Every record below needs to be retyped exactly as it appears.

(Collected data entries)
******************************

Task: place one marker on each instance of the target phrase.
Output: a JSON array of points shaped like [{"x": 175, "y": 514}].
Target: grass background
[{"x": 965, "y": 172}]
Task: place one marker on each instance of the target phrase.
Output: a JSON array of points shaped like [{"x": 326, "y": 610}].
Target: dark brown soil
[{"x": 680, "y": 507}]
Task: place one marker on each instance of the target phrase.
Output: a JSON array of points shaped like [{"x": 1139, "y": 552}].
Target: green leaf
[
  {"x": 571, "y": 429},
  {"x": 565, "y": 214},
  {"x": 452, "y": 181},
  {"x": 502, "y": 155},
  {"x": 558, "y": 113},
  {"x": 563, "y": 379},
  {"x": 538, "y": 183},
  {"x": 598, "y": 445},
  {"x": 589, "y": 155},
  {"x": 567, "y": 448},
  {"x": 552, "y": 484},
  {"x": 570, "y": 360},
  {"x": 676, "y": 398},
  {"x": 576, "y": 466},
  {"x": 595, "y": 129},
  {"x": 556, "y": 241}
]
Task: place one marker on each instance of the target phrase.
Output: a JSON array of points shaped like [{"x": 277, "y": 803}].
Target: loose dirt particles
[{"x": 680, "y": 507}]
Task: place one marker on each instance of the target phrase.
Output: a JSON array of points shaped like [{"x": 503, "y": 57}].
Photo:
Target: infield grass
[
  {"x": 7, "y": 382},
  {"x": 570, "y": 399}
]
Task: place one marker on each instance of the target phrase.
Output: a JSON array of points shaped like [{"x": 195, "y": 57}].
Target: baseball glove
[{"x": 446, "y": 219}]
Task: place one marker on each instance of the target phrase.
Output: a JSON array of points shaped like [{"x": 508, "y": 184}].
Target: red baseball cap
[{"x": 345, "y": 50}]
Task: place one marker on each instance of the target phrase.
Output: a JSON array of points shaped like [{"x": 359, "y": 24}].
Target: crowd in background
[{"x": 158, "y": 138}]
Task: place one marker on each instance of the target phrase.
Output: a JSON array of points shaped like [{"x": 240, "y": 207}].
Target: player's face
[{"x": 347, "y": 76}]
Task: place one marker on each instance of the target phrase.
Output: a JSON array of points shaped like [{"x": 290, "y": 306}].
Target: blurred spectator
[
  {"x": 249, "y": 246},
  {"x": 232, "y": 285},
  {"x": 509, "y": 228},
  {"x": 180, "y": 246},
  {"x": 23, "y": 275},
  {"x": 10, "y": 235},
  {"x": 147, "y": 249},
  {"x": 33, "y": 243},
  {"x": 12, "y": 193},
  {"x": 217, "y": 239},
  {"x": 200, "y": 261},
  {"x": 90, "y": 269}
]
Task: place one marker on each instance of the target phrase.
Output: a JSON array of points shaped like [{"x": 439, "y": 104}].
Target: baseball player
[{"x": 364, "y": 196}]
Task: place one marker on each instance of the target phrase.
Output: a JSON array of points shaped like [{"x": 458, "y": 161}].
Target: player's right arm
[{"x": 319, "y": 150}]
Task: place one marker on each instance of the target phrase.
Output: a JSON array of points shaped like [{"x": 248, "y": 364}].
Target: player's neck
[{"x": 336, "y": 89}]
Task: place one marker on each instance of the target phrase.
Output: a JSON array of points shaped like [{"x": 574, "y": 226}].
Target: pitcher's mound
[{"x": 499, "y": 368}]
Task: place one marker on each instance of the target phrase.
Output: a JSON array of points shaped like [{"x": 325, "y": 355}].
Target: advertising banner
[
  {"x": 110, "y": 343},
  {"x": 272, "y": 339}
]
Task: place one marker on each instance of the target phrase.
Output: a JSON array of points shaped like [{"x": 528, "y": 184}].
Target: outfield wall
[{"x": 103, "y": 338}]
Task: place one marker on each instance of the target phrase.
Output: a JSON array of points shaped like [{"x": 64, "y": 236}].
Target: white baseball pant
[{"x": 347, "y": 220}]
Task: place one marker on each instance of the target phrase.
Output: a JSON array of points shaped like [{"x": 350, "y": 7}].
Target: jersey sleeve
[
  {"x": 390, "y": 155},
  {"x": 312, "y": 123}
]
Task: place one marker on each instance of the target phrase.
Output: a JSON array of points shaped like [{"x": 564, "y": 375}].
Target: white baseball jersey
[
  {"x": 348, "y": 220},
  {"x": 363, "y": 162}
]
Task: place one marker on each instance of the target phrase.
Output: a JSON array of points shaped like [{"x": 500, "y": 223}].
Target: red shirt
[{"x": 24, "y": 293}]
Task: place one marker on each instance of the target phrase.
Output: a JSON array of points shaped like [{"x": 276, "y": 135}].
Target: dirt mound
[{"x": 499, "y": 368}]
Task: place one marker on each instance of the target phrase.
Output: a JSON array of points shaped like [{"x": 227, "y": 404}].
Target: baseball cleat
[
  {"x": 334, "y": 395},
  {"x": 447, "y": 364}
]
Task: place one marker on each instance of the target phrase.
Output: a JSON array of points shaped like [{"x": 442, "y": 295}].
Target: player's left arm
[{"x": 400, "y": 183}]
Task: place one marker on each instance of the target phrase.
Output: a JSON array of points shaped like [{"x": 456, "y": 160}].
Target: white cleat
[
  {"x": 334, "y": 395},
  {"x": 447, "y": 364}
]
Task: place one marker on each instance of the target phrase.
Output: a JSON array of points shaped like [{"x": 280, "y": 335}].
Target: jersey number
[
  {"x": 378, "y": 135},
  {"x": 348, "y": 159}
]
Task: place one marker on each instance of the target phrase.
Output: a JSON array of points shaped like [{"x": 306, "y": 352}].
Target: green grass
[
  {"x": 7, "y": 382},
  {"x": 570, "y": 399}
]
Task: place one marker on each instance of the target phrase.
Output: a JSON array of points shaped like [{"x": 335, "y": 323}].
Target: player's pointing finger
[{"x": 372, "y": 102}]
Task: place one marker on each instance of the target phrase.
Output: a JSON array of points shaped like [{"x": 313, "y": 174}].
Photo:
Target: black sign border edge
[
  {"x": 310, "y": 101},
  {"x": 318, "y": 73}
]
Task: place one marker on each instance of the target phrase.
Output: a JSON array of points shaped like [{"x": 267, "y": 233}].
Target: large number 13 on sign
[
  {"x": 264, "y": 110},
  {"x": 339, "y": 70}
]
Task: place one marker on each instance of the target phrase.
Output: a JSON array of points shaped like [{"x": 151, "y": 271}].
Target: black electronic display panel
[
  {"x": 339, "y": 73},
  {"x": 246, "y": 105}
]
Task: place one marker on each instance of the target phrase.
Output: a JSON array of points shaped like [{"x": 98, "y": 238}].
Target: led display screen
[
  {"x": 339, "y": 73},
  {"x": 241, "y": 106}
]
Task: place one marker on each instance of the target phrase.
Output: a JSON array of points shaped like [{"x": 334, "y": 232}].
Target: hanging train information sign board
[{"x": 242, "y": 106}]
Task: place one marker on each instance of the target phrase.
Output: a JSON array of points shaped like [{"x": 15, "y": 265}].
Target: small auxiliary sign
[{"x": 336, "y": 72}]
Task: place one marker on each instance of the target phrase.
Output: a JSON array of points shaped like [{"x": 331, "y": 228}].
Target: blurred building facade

******************************

Answer to the problem>
Task: place one marker on each instance of the target phrase.
Output: a JSON array of points shaped like [{"x": 175, "y": 514}].
Target: grass background
[{"x": 965, "y": 172}]
Task: place one marker on each instance of the target phrase.
Output: a JSON array of points shaped like [{"x": 326, "y": 610}].
Target: dark brown soil
[{"x": 680, "y": 507}]
Task: place one marker on each instance of the target phrase.
Output: a JSON array of points shaped like [{"x": 1139, "y": 552}].
Target: green leaf
[
  {"x": 571, "y": 429},
  {"x": 565, "y": 214},
  {"x": 452, "y": 181},
  {"x": 502, "y": 155},
  {"x": 558, "y": 113},
  {"x": 563, "y": 379},
  {"x": 538, "y": 183},
  {"x": 598, "y": 445},
  {"x": 589, "y": 155},
  {"x": 567, "y": 448},
  {"x": 552, "y": 484},
  {"x": 570, "y": 360},
  {"x": 676, "y": 398},
  {"x": 576, "y": 466},
  {"x": 595, "y": 129},
  {"x": 556, "y": 241}
]
Task: place one marker on each instance of the target phrase.
Output: a JSON array of points shaped like [{"x": 277, "y": 803}].
Target: loose dirt particles
[{"x": 680, "y": 507}]
Task: place one marker on each instance of the target phrase.
Output: a JSON array of points shaped like [{"x": 503, "y": 57}].
Photo:
Target: infield grass
[
  {"x": 7, "y": 382},
  {"x": 570, "y": 399}
]
Task: place one marker on each instance of the target phrase.
Output: a JSON array of points shaped like [{"x": 195, "y": 57}].
Target: baseball glove
[{"x": 446, "y": 219}]
Task: place one marker on each instance of the target phrase.
Output: a JSON array of points shaped like [{"x": 508, "y": 184}].
Target: red baseball cap
[{"x": 345, "y": 50}]
Task: place one marker on each instance of the target phrase.
Output: a JSON array of points shaped like [{"x": 359, "y": 24}].
Target: crowd in background
[{"x": 158, "y": 138}]
Task: place one marker on each instance of the target phrase.
Output: a JSON array of points shaped like [{"x": 240, "y": 207}].
Target: player's face
[{"x": 347, "y": 76}]
Task: place one marker on each instance of the target phrase.
Output: a JSON array of points shaped like [{"x": 290, "y": 306}].
Target: blurred spectator
[
  {"x": 249, "y": 246},
  {"x": 232, "y": 285},
  {"x": 509, "y": 228},
  {"x": 180, "y": 246},
  {"x": 23, "y": 275},
  {"x": 10, "y": 235},
  {"x": 147, "y": 249},
  {"x": 33, "y": 243},
  {"x": 12, "y": 193},
  {"x": 217, "y": 239},
  {"x": 200, "y": 261},
  {"x": 90, "y": 269}
]
Task: place one marker on each instance of the target phrase.
Output: a JSON array of points shaped like [{"x": 439, "y": 104}].
Target: baseball player
[{"x": 364, "y": 196}]
Task: place one marker on each instance of the target phrase.
Output: a JSON array of points shaped like [{"x": 458, "y": 161}].
Target: player's right arm
[{"x": 319, "y": 150}]
Task: place one marker on each instance of the target phrase.
Output: a JSON array of points shaped like [{"x": 248, "y": 364}].
Target: player's neck
[{"x": 336, "y": 89}]
Task: place one marker on each instance of the target phrase.
Output: a JSON array of points shaped like [{"x": 574, "y": 226}].
Target: pitcher's mound
[{"x": 499, "y": 368}]
Task: place one marker on each instance of the target phrase.
Output: a JSON array of points shaped like [{"x": 325, "y": 355}].
Target: advertising banner
[
  {"x": 110, "y": 343},
  {"x": 272, "y": 339}
]
Task: place one marker on each instance of the target phrase.
Output: a JSON array of points shaped like [{"x": 528, "y": 184}].
Target: outfield wall
[{"x": 103, "y": 338}]
Task: place one marker on each instance of the target phrase.
Output: a JSON array of points shaped like [{"x": 64, "y": 236}].
Target: white baseball pant
[{"x": 347, "y": 220}]
Task: place one marker on each instance of the target phrase.
Output: a JSON array of points shaped like [{"x": 350, "y": 7}].
Target: jersey sleeve
[
  {"x": 390, "y": 155},
  {"x": 312, "y": 123}
]
Task: place one marker on each instance of the target phrase.
Output: a JSON array of points shaped like [{"x": 564, "y": 375}].
Target: white baseball jersey
[
  {"x": 348, "y": 220},
  {"x": 363, "y": 162}
]
Task: place one marker on each instance of the target phrase.
Output: a JSON array of points shaped like [{"x": 500, "y": 223}].
Target: red shirt
[{"x": 24, "y": 293}]
Task: place one marker on each instance of the target phrase.
Output: a JSON array of points shaped like [{"x": 276, "y": 135}].
Target: dirt mound
[{"x": 499, "y": 368}]
Task: place one marker on each instance of the target phrase.
Output: a JSON array of points shaped like [{"x": 227, "y": 404}].
Target: baseball cleat
[
  {"x": 334, "y": 395},
  {"x": 447, "y": 364}
]
Task: place one marker on each instance of the target phrase.
Output: a JSON array of points shaped like [{"x": 442, "y": 295}].
Target: player's left arm
[{"x": 400, "y": 183}]
Task: place one marker on each instance of the target phrase.
Output: a JSON array of points shaped like [{"x": 456, "y": 160}].
Target: white cleat
[
  {"x": 334, "y": 395},
  {"x": 447, "y": 364}
]
Task: place one marker on each instance of the target phrase.
Output: a JSON array of points shaped like [{"x": 280, "y": 335}].
Target: jersey number
[
  {"x": 378, "y": 135},
  {"x": 348, "y": 159}
]
Task: place one marker on each instance of the target phrase.
Output: a JSON array of points shaped like [{"x": 306, "y": 352}].
Target: green grass
[
  {"x": 7, "y": 382},
  {"x": 570, "y": 399}
]
Task: place one marker on each instance of the target phrase.
Output: a JSON array of points shaped like [{"x": 335, "y": 323}].
Target: player's pointing finger
[{"x": 372, "y": 102}]
Task: place one marker on each instance of the target phrase.
Output: a JSON array of points shaped like [{"x": 313, "y": 174}].
Photo:
Target: black sign border edge
[
  {"x": 310, "y": 101},
  {"x": 318, "y": 73}
]
Task: place one marker on each instance of the target phrase.
Output: a JSON array of points shaped like [{"x": 267, "y": 233}].
Target: large number 13 on sign
[
  {"x": 264, "y": 110},
  {"x": 339, "y": 70}
]
Task: place one marker on each instance of the target phrase.
Output: a JSON array of points shaped like [{"x": 151, "y": 271}].
Target: black electronic display panel
[
  {"x": 339, "y": 73},
  {"x": 246, "y": 105}
]
Task: place one marker on each instance of the target phrase.
Output: a JSON array of points shaped like [{"x": 98, "y": 238}].
Target: led display screen
[
  {"x": 339, "y": 73},
  {"x": 241, "y": 106}
]
Task: place one marker on each instance of the target phrase.
Output: a JSON array of points shaped like [{"x": 334, "y": 232}].
Target: hanging train information sign board
[{"x": 242, "y": 106}]
Task: place one marker on each instance of the target phrase.
Output: a JSON array of points shaped like [{"x": 15, "y": 265}].
Target: small auxiliary sign
[{"x": 336, "y": 72}]
Task: place one marker on each instance of the target phrase.
Output: a JSON array of points shaped like [{"x": 331, "y": 228}].
Target: blurred building facade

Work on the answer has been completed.